Text-to-region grounding data:
────────────────────────────────────────

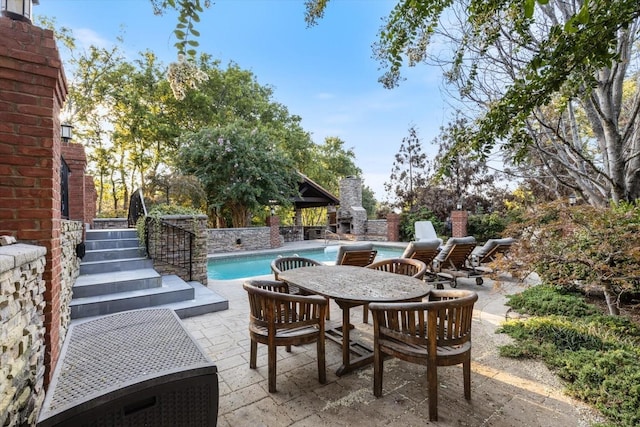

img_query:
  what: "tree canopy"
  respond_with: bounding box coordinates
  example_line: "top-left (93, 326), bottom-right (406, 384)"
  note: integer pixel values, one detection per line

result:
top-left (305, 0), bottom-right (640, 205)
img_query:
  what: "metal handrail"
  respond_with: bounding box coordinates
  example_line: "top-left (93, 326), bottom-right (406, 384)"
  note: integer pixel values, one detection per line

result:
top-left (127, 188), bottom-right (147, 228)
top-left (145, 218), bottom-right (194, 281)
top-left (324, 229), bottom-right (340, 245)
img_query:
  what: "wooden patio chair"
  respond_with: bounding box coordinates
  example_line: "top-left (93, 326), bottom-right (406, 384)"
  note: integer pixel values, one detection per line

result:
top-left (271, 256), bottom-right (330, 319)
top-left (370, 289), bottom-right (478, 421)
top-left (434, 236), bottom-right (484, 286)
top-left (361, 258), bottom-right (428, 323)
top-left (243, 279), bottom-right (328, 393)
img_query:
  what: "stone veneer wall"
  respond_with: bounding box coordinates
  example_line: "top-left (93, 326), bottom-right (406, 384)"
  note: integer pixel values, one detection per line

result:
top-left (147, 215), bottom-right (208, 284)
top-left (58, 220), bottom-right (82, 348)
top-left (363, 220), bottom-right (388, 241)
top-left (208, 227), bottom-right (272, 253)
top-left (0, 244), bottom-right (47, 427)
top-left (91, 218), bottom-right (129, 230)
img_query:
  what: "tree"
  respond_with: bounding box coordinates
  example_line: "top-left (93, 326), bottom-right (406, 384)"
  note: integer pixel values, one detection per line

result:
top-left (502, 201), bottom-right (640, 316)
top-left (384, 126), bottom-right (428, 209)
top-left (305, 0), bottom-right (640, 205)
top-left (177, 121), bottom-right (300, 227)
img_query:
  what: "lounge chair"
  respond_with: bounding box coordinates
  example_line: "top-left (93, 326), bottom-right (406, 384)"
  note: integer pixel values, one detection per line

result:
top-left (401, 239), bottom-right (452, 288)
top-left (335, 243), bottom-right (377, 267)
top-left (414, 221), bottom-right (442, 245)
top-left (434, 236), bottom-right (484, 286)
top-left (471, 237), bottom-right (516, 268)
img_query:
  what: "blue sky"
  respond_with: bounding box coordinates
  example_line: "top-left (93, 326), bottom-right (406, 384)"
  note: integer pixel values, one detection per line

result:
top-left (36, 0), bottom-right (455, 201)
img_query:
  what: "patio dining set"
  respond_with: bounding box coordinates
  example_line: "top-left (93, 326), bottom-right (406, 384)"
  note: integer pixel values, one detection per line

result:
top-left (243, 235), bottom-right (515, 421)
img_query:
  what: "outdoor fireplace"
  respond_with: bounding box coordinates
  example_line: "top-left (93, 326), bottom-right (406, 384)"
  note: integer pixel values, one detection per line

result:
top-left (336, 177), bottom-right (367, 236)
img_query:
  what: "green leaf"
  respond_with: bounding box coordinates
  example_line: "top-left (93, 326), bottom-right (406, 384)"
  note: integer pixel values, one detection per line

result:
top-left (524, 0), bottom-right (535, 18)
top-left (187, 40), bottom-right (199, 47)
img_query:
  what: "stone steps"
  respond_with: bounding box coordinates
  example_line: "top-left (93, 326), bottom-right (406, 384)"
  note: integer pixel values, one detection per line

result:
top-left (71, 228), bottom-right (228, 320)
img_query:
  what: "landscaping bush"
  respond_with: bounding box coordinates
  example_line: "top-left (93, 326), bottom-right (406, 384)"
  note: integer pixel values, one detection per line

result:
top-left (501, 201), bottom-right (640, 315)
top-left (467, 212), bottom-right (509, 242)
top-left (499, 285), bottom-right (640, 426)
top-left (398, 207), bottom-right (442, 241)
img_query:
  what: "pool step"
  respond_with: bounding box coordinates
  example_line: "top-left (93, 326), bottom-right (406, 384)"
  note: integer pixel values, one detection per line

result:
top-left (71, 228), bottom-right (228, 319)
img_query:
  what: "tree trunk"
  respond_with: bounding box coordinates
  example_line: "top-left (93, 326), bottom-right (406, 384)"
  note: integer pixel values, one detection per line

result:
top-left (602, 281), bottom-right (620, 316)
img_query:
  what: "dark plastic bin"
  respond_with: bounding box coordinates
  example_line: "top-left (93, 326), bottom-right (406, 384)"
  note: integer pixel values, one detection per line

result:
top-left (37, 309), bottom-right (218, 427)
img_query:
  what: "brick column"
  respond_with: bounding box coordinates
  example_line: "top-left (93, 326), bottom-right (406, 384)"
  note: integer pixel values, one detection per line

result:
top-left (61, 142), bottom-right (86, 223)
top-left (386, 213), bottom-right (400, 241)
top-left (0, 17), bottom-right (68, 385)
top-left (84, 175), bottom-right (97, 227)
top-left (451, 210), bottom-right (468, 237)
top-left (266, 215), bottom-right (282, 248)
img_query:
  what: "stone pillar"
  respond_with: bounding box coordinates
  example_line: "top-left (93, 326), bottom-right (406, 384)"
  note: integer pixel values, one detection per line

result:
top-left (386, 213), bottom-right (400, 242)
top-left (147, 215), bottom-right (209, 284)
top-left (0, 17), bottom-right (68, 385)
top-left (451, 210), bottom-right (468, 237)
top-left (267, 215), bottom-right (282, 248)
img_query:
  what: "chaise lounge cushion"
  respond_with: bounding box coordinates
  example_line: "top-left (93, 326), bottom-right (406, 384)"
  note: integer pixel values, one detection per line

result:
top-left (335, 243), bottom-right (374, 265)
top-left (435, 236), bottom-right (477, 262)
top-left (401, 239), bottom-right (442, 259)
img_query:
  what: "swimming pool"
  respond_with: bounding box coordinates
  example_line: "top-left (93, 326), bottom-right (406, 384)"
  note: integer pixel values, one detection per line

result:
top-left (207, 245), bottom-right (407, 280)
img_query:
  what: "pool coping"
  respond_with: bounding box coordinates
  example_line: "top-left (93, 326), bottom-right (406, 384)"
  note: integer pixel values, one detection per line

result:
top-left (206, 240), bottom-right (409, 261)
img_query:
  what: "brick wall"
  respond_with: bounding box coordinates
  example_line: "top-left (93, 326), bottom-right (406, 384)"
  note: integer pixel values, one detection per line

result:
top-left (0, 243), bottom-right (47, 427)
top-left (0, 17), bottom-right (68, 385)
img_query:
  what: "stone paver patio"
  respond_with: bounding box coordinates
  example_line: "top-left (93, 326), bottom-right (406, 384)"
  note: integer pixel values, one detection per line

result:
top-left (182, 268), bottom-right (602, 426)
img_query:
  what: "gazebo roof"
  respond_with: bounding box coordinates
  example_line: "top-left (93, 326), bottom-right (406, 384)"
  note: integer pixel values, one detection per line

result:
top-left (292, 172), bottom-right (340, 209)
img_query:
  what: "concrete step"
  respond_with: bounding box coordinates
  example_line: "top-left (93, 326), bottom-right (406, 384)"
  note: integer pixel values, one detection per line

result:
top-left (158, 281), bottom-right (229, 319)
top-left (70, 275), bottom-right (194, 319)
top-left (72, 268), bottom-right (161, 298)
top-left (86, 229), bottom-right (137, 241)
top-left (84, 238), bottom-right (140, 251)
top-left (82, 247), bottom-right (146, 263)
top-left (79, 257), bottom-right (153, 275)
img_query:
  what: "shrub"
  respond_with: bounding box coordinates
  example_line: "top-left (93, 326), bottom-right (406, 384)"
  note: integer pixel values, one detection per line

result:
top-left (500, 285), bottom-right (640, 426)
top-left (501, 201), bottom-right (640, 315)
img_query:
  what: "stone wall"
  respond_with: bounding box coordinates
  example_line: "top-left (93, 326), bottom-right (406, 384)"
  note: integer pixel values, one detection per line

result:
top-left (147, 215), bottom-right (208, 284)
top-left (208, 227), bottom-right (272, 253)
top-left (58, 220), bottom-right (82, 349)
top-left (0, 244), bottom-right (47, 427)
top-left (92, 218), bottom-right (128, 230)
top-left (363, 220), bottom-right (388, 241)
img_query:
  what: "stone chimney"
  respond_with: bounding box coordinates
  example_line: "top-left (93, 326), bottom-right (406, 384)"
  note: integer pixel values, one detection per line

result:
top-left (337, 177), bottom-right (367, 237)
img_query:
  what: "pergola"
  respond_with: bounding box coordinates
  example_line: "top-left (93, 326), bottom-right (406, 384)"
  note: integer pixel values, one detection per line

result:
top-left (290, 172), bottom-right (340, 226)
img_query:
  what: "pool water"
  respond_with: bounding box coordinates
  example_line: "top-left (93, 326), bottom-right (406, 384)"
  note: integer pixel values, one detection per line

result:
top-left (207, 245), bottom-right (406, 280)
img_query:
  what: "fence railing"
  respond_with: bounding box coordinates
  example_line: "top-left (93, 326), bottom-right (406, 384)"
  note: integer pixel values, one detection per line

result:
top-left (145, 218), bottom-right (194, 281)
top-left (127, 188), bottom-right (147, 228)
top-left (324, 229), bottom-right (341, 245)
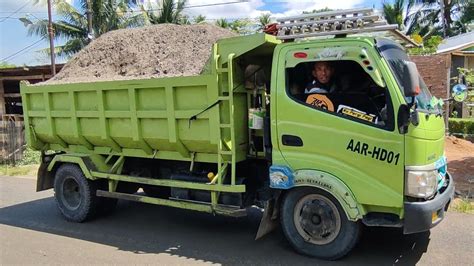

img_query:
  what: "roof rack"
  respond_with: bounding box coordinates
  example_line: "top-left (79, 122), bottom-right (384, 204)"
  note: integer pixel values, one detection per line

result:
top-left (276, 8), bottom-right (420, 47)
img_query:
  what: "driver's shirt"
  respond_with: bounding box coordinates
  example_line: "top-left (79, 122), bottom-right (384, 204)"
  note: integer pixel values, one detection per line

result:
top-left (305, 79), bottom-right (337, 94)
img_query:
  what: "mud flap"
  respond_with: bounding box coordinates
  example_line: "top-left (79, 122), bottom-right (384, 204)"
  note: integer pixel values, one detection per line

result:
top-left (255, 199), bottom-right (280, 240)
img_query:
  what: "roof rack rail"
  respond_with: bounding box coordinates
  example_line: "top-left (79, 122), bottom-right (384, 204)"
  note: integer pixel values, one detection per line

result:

────────────────────────────────────────

About this exercise: Write out each line above with the word "tree".

Response area:
  what: "tree canopy"
  what: "tree"
  what: "tree trunk"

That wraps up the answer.